- Exercise: Your answer is one number: the count of lines below that hold the word "post".

- Records for processing:
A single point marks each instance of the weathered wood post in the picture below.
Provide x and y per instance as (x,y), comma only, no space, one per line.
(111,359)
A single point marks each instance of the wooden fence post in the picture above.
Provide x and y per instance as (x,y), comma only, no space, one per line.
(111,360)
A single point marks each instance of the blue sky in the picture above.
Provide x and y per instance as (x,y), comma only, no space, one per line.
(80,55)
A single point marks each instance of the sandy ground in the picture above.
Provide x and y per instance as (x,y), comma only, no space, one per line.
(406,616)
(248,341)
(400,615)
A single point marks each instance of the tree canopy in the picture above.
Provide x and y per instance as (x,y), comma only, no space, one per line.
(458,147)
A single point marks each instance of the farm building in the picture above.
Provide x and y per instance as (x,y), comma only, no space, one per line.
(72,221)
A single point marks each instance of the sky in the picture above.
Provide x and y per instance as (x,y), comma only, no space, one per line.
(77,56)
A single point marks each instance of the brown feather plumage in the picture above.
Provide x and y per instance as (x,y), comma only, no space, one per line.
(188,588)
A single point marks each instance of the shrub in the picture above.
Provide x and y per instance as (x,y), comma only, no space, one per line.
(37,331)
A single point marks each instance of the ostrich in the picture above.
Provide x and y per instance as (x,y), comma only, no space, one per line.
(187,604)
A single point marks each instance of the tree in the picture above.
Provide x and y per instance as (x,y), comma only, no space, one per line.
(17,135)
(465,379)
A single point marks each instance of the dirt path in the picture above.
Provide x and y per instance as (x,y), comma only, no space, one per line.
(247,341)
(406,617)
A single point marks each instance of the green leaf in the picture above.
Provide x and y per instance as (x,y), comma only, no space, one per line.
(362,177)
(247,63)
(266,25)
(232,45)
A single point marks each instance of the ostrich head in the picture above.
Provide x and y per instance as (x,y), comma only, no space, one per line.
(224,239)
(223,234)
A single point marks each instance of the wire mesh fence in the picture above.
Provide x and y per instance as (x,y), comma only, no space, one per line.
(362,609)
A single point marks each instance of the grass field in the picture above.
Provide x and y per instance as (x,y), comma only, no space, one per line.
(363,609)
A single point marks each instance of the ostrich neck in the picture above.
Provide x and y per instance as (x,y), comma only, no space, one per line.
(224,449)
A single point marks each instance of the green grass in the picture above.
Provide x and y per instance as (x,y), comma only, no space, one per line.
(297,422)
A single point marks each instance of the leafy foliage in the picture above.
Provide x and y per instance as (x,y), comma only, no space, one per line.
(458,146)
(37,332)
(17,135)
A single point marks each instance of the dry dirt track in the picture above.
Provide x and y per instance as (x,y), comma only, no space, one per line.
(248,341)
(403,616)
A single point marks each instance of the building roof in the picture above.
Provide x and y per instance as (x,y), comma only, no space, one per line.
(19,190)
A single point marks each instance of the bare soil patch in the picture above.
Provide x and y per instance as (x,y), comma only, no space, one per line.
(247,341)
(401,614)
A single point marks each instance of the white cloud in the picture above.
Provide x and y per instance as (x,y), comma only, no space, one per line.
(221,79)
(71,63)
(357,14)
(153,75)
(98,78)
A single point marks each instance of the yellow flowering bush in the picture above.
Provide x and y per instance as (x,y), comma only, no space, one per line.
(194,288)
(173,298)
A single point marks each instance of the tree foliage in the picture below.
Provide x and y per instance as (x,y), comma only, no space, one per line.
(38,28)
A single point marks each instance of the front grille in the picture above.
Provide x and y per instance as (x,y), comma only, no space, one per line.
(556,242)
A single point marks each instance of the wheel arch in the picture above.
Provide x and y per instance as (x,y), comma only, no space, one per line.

- Exercise output: 2